_Quoted text_
Graphite and the Energy Bridge to Nowhere

Topics: Linux, Home Automation, Docker

Remember the good old days when neighbors knew each other, cars had chrome bumpers, and nobody had any idea how much electricity they were using until a bill came in the mail? Well, a few years back, my local power company started offering a mobile app that customers could use to track their energy usage. This was made possible by the introduction of smart meters which transmit (by radio) each customer's electricity usage to the power company at a rate of once per hour or so. With this app, it is possible to see your actual real-time usage if you also install this little device they call an "energy bridge" in your home1.

In a nutshell, the energy bridge is just a little square box with a power connector and Ethernet jack. It contains a Zigbee radio that speaks softly to the smart meter to get the current energy usage. The bridge device then carefully packages the usage information and sends it up to The Cloud where the mobile app on your phone can lovingly harvest the data and knead it into beautiful graphs and all of that crap.

While using the device, I gained a lot of insight (zing!) as to where my energy usage was. For example, I now know that my house's electricity usage is at least 4 kW when the air conditioner is running. The next biggest energy-hungry device is the dishwasher which uses a little over 2 kW when it's running2. The house's idle power draw tends to be between 300 and 500 watts so clearly I have some sleuthing to do.

So, in that regard, it's been a dandy little device and I'd like to continue using it. Unfortunately the power company has deprecated this energy bridge. The mobile app no longer displays real-time usage and there's an info page telling me I that they now offer an upgraded model, which is also "free", but you have to pay $1 per month to use it. I'm sure that's a great deal for a lot of people. But as you may already know, I'm an unapologetic cheapskate. So let's get started on a solution that's half as useful and ten times the effort, shall we?

_Work to be completed_
According to the energy bridge post, why does the author set out to build a different way of tracking real-time usage? Answer in one to three sentences. The material after the energy bridge post has nothing to do with it.

_Source material_
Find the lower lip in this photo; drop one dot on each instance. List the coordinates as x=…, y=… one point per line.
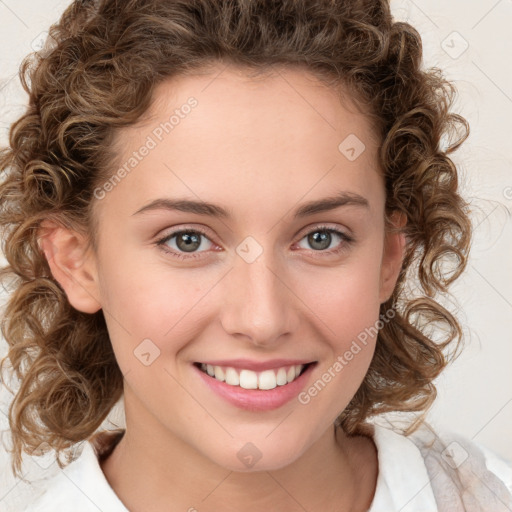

_Solution for this task_
The power company deprecated the energy bridge, so its mobile app no longer shows real-time usage. The upgraded model that replaces it costs $1 per month to use, and the author, a self-described cheapskate, would rather not pay that.